Render each line of the items below as a Markdown table with two columns, No. and Text, where No. is the row number. Leave out blank lines.

### [MATERIALS PROVIDED]
────────────────────────────────────────

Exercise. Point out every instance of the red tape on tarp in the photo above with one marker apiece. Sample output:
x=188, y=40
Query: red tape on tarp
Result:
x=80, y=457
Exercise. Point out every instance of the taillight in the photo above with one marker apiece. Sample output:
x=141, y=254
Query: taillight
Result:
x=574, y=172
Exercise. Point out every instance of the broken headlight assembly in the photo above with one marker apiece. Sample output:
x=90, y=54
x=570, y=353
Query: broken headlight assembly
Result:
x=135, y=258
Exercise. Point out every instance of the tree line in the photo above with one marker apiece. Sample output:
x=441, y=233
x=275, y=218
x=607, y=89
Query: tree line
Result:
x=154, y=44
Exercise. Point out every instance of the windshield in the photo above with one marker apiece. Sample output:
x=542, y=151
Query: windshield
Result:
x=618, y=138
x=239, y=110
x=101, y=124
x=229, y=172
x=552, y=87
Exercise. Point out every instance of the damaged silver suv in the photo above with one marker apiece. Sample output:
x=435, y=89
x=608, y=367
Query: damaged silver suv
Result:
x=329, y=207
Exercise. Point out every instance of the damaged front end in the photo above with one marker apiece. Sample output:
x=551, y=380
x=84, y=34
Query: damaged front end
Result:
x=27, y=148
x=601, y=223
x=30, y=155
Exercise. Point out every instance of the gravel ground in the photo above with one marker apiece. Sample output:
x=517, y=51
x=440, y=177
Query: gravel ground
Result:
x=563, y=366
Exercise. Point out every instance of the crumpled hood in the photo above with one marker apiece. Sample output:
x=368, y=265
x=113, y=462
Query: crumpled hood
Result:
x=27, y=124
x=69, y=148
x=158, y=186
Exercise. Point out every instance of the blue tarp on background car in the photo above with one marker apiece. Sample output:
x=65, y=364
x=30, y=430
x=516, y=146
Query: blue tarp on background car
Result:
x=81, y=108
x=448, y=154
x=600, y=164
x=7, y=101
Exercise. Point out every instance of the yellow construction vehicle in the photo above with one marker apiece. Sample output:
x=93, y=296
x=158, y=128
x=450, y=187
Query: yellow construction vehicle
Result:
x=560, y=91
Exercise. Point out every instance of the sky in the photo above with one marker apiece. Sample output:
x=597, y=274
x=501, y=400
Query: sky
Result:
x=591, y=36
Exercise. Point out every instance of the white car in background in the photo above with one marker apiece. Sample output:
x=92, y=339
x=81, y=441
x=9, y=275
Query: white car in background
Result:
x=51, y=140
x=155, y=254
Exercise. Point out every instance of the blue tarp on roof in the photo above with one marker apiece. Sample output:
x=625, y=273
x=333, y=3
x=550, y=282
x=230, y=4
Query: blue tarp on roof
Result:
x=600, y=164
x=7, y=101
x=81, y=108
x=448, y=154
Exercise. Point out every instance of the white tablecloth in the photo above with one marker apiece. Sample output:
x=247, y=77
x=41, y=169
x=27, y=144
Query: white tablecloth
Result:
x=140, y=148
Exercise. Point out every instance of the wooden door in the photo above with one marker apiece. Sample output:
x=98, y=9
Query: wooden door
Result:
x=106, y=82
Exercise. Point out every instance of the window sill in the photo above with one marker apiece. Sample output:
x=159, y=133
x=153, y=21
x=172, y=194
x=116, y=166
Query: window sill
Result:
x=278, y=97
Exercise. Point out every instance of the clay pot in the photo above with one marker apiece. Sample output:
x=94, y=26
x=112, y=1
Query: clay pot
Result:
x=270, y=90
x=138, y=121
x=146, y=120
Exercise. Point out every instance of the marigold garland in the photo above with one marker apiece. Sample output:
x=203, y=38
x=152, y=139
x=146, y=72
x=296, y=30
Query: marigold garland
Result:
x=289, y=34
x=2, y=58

────────────────────────────────────────

### [RESULT OF THE TASK]
| No. | Text |
|---|---|
| 1 | Exercise. Point out every instance of the red tape on tarp in the photo above with one marker apiece. Sample output: |
| 2 | x=188, y=40 |
| 3 | Query: red tape on tarp |
| 4 | Result: |
| 5 | x=80, y=457 |
| 6 | Exercise. Point out every instance of the taillight in the photo above with one marker apiece. Sample output: |
| 7 | x=141, y=254 |
| 8 | Query: taillight |
| 9 | Result: |
| 10 | x=574, y=172 |
| 11 | Exercise. Point out every instance of the broken headlight assembly in the photo above with one marker apiece. Sample output: |
| 12 | x=90, y=54 |
| 13 | x=570, y=353 |
| 14 | Query: broken headlight assembly |
| 15 | Result: |
| 16 | x=135, y=258 |
| 17 | Exercise. Point out every instance of the tree line in the photo above with one marker apiece. Sample output: |
| 18 | x=441, y=233 |
| 19 | x=275, y=218 |
| 20 | x=607, y=89 |
| 21 | Query: tree line |
| 22 | Result: |
| 23 | x=154, y=44 |
| 24 | Exercise. Point out every instance of the windshield in the photo above with one marker apiece. Sample output: |
| 25 | x=542, y=151 |
| 26 | Query: windshield |
| 27 | Result: |
| 28 | x=618, y=138 |
| 29 | x=239, y=110 |
| 30 | x=101, y=124 |
| 31 | x=229, y=172 |
| 32 | x=552, y=87 |
| 33 | Exercise. Point out every instance of the damaged silver suv in the photo above with one marker apiece. Sample output: |
| 34 | x=435, y=89 |
| 35 | x=608, y=367 |
| 36 | Query: damaged silver suv |
| 37 | Result: |
| 38 | x=329, y=207 |
| 39 | Exercise. Point out every instance of the damaged front end in the photo above with one marker apiece. Sample output: |
| 40 | x=551, y=380 |
| 41 | x=84, y=34 |
| 42 | Query: damaged front end |
| 43 | Result: |
| 44 | x=27, y=148 |
| 45 | x=601, y=223 |
| 46 | x=30, y=155 |
| 47 | Exercise. Point out every instance of the gravel ground in the photo above with one marker apiece. Sample output: |
| 48 | x=517, y=51 |
| 49 | x=440, y=177 |
| 50 | Query: gravel ground |
| 51 | Result: |
| 52 | x=563, y=366 |
| 53 | Exercise. Point out every instance of the crumpled hood in the photo above with one marker apiece. Sample output: |
| 54 | x=368, y=265 |
| 55 | x=113, y=462 |
| 56 | Query: crumpled hood |
| 57 | Result: |
| 58 | x=27, y=124 |
| 59 | x=69, y=148 |
| 60 | x=158, y=186 |
| 61 | Exercise. Point out every instance of the blue tarp on background car in the photo above with one marker apiece. Sample output: |
| 62 | x=65, y=364 |
| 63 | x=30, y=430 |
| 64 | x=516, y=146 |
| 65 | Query: blue tarp on background car |
| 66 | Result: |
| 67 | x=81, y=108 |
| 68 | x=448, y=154 |
| 69 | x=600, y=164 |
| 70 | x=7, y=101 |
| 71 | Exercise. Point out every instance of the yellow construction vehicle in the photo above with one marker apiece. Sample output: |
| 72 | x=93, y=296 |
| 73 | x=158, y=128 |
| 74 | x=450, y=187 |
| 75 | Query: yellow construction vehicle |
| 76 | Result: |
| 77 | x=560, y=91 |
| 78 | Exercise. Point out every instance of the sky in the photo above with one marker apiece. Sample output: |
| 79 | x=597, y=274 |
| 80 | x=501, y=400 |
| 81 | Query: sky |
| 82 | Result: |
| 83 | x=591, y=36 |
| 84 | Exercise. Point out every instance of the white car in background in the photo above with one marker apiece. Sample output: |
| 85 | x=92, y=339 |
| 86 | x=81, y=441 |
| 87 | x=9, y=275 |
| 88 | Query: white car in background |
| 89 | Result: |
| 90 | x=51, y=140 |
| 91 | x=155, y=254 |
| 92 | Exercise. Point out every instance of the blue tarp on roof in the photo above with one marker apiece. Sample output: |
| 93 | x=625, y=273 |
| 94 | x=333, y=3 |
| 95 | x=550, y=282 |
| 96 | x=230, y=4 |
| 97 | Query: blue tarp on roof |
| 98 | Result: |
| 99 | x=600, y=164 |
| 100 | x=7, y=101 |
| 101 | x=81, y=108 |
| 102 | x=448, y=154 |
| 103 | Exercise. Point out every instance of the white tablecloth in the photo above with one marker apiece. Sample output: |
| 104 | x=247, y=77 |
| 105 | x=41, y=169 |
| 106 | x=27, y=144 |
| 107 | Query: white tablecloth |
| 108 | Result: |
| 109 | x=140, y=148 |
| 110 | Exercise. Point out every instance of the wooden door in the photo above with one marker apiece. Sample output: |
| 111 | x=98, y=9 |
| 112 | Query: wooden door |
| 113 | Result: |
| 114 | x=106, y=82 |
| 115 | Exercise. Point out every instance of the window sill in the photo above with one marker apiece. Sample output: |
| 116 | x=159, y=133 |
| 117 | x=153, y=21 |
| 118 | x=172, y=194 |
| 119 | x=116, y=166 |
| 120 | Query: window sill |
| 121 | Result: |
| 122 | x=278, y=97 |
| 123 | Exercise. Point out every instance of the clay pot in the photo above with one marker apiece. Sample output: |
| 124 | x=94, y=26 |
| 125 | x=112, y=1 |
| 126 | Query: clay pot |
| 127 | Result: |
| 128 | x=270, y=90 |
| 129 | x=138, y=121 |
| 130 | x=146, y=120 |
| 131 | Exercise. Point out every instance of the marigold garland in the photo above with one marker apiece. Sample output: |
| 132 | x=203, y=38 |
| 133 | x=152, y=139 |
| 134 | x=146, y=72 |
| 135 | x=296, y=30 |
| 136 | Query: marigold garland |
| 137 | Result: |
| 138 | x=289, y=34 |
| 139 | x=2, y=58 |